**TASK GOAL**
Pick out and copy every line in the records below that contains the word "hockey". Case counts.
::: MATERIAL PROVIDED :::
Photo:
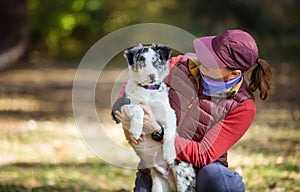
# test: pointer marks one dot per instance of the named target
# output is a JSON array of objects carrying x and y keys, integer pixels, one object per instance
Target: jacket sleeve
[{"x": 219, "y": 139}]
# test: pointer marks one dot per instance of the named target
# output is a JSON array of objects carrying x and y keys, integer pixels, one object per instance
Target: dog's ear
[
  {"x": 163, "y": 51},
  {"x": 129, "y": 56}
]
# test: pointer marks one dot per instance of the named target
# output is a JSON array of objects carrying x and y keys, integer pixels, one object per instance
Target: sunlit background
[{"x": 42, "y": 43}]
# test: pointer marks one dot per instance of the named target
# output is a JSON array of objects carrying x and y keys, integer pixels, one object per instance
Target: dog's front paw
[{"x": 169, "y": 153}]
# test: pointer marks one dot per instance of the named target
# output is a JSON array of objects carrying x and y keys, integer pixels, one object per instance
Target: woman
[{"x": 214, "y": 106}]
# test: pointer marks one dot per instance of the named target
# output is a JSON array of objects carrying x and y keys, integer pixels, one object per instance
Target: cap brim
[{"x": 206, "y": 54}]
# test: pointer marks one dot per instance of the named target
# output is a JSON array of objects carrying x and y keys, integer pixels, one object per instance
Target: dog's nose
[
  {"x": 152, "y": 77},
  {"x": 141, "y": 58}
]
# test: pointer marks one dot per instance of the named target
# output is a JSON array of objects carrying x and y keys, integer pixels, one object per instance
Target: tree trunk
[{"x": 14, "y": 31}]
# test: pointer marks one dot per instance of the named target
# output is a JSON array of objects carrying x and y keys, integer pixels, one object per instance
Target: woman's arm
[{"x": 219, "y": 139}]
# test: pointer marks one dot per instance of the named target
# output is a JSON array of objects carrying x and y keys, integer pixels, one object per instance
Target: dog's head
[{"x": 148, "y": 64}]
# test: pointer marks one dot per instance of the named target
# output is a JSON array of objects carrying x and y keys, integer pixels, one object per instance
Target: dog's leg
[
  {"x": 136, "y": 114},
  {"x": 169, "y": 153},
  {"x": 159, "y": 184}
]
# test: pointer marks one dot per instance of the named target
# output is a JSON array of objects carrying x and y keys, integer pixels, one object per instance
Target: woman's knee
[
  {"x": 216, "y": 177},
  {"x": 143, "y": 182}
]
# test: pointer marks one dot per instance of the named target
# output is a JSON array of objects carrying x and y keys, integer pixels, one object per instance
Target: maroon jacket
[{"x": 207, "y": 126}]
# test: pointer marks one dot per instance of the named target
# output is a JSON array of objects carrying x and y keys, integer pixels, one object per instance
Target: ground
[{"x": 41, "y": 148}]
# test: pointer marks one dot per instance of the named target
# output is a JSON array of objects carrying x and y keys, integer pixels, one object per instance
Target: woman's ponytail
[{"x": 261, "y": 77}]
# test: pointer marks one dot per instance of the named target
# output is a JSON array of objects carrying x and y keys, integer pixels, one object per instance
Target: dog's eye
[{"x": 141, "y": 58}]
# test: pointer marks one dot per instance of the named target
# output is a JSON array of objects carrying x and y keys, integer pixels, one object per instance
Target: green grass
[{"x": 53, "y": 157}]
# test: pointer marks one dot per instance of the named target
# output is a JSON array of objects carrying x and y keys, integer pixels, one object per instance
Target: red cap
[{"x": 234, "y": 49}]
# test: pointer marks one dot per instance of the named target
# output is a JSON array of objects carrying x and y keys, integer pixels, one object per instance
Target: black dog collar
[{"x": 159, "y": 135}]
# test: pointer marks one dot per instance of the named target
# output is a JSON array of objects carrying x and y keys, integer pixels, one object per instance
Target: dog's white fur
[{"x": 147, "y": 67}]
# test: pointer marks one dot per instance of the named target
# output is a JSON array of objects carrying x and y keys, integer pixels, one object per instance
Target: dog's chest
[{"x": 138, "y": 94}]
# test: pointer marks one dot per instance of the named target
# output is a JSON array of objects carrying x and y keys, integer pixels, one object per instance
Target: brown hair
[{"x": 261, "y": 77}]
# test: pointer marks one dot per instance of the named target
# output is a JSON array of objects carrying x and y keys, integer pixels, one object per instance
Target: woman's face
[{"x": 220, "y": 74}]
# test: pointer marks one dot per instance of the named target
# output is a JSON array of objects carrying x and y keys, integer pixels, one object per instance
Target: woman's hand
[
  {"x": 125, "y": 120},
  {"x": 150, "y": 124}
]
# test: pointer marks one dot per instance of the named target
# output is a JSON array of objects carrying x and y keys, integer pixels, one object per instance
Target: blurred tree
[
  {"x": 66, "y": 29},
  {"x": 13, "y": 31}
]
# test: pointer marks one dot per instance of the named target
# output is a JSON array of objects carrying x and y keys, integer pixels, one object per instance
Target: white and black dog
:::
::: MATERIAL PROVIDED :::
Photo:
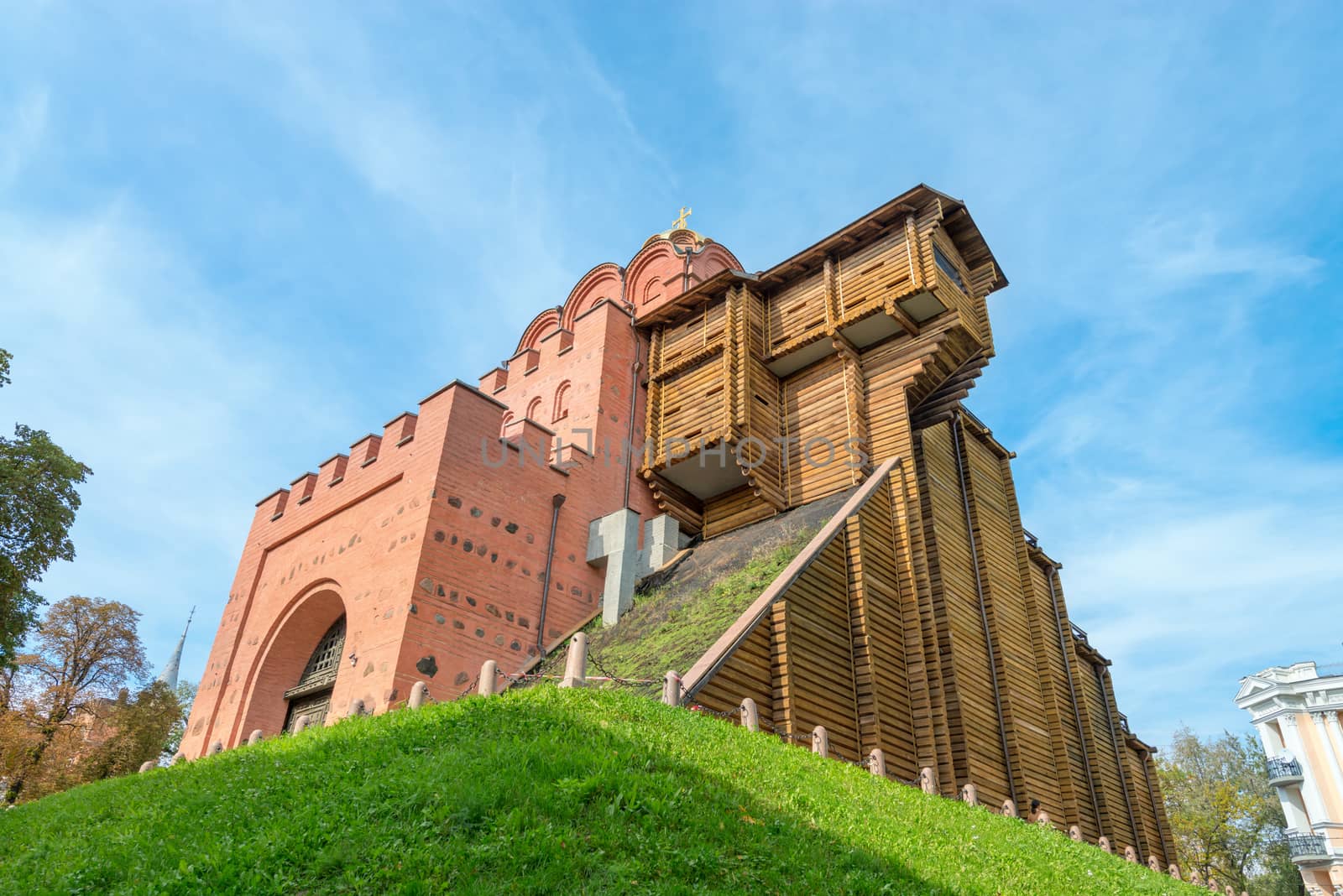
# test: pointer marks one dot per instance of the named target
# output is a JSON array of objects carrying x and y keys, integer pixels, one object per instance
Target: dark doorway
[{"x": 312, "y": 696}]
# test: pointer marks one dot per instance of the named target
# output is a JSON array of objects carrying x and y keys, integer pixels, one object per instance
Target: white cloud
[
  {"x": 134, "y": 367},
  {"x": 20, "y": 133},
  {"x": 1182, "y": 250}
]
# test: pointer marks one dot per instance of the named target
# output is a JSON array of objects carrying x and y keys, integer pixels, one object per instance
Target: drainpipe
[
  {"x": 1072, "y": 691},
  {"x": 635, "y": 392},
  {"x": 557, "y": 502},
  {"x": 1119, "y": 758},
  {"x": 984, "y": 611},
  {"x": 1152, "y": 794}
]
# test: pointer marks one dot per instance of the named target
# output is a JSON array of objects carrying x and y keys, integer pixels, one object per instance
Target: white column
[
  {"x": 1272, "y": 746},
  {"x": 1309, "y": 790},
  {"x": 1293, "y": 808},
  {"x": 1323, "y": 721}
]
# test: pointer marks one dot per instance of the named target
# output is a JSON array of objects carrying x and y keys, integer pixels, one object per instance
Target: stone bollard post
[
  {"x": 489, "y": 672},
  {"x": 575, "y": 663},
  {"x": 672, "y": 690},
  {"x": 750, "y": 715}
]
:::
::: MATERIAL PROVIDED :::
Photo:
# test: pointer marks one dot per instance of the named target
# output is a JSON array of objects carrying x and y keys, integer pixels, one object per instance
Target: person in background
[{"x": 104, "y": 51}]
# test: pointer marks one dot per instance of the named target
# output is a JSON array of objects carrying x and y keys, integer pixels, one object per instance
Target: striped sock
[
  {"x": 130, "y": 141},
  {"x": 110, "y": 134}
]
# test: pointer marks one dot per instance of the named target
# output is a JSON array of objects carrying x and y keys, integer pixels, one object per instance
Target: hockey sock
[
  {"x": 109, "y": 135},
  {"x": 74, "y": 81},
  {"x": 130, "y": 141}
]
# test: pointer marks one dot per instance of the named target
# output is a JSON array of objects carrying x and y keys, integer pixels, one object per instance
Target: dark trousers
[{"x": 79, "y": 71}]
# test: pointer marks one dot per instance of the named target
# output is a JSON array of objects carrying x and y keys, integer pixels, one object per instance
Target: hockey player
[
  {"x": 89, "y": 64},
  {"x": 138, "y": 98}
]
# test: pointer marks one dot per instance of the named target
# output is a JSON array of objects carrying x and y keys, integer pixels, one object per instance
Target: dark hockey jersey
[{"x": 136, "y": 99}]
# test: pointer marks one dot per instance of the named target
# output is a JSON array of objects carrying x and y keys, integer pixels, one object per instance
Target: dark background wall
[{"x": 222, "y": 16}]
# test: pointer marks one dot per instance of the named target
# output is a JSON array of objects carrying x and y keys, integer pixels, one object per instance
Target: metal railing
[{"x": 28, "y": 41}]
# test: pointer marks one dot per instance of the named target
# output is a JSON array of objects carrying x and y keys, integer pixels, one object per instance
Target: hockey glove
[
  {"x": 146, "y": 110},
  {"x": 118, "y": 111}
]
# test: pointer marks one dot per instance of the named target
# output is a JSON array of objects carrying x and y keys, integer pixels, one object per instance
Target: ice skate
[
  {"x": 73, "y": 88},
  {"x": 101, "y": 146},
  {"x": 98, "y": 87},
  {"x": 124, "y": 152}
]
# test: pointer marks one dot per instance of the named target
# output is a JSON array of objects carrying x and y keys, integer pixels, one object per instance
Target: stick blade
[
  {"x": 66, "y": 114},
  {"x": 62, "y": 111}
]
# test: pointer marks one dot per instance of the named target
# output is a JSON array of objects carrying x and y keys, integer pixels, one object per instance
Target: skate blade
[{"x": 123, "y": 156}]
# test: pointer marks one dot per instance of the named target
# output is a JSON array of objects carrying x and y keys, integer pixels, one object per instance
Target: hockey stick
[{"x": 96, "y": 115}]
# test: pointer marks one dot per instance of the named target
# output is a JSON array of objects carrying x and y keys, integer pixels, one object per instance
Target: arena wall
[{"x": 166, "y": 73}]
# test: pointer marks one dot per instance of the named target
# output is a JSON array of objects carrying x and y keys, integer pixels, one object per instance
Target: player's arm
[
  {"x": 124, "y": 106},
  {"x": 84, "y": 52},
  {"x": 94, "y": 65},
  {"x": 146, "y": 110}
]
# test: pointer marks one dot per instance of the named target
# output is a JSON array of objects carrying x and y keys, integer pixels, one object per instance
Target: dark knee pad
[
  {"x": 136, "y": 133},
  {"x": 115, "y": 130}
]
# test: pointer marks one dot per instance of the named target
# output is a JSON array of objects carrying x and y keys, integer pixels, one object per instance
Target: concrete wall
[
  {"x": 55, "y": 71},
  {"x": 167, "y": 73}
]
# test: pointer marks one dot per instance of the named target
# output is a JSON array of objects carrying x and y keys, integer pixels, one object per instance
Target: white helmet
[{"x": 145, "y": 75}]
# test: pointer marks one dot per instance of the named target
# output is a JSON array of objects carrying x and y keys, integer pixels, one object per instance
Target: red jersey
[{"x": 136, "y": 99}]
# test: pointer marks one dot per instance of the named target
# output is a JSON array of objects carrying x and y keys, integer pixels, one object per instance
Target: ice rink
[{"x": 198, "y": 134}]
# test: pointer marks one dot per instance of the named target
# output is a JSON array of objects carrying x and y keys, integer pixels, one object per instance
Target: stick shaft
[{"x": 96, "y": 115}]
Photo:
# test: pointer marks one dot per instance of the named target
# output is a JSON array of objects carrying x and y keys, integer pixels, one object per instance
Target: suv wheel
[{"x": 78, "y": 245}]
:::
**COMPLETE OUTPUT**
Target: hockey sock
Target: hockey player
Target: dark hockey jersey
Target: hockey glove
Target: hockey stick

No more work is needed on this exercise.